'''

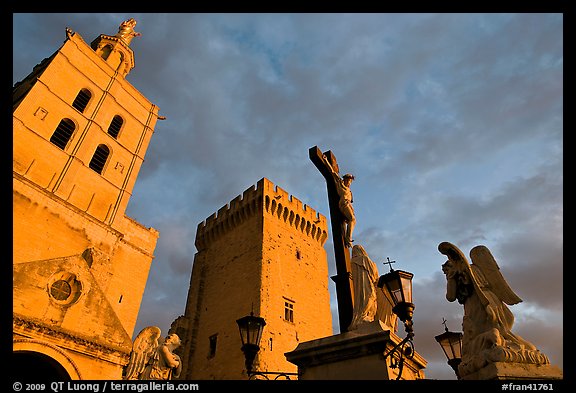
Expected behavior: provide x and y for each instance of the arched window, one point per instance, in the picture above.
(99, 158)
(82, 99)
(63, 132)
(106, 51)
(115, 126)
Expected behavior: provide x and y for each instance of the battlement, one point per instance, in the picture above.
(275, 201)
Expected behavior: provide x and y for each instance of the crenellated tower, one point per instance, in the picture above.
(262, 252)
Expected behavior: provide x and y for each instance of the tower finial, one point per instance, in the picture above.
(126, 31)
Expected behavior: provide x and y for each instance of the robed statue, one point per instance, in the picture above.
(153, 358)
(487, 323)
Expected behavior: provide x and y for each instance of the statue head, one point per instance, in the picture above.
(172, 340)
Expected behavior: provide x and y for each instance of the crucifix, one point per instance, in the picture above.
(389, 262)
(342, 227)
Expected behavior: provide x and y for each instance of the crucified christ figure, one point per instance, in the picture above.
(345, 202)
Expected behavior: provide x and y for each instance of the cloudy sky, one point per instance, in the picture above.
(451, 123)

'''

Please put every line from the one containing "the battlement, one" through the last line of the material, inclusive, into a JSON list of strings, one string per line, with blank lines omitted.

[
  "Expected behavior: provide x and y for each instance of the battlement, one point per instance, in the picture above.",
  "(275, 201)",
  "Expected behavior: provide x and y for each instance of the crenellated tower, one point per instance, in the picture above.",
  "(262, 252)",
  "Expected behavior: provide x and y for each instance of the tower finial, one point per instance, in the picture above.",
  "(126, 31)",
  "Expected behavior: provide x and y for each instance of the robed statue, one point per instance, in the picture above.",
  "(153, 358)",
  "(487, 323)",
  "Expected behavior: provide x and y for each instance of the statue head, one point per instance, in the picture above.",
  "(172, 340)",
  "Expected behavior: provide x and y for each instance of the crucifix, one point per instance, in the picture above.",
  "(389, 262)",
  "(342, 227)",
  "Expected behavior: provide x and y for each instance of the crucified christ figure, one point per instance, in the picture above.",
  "(345, 202)",
  "Expected behavior: provide x and y for each instance of the cloudy sky, one point per instance, in the picture above.",
  "(451, 123)"
]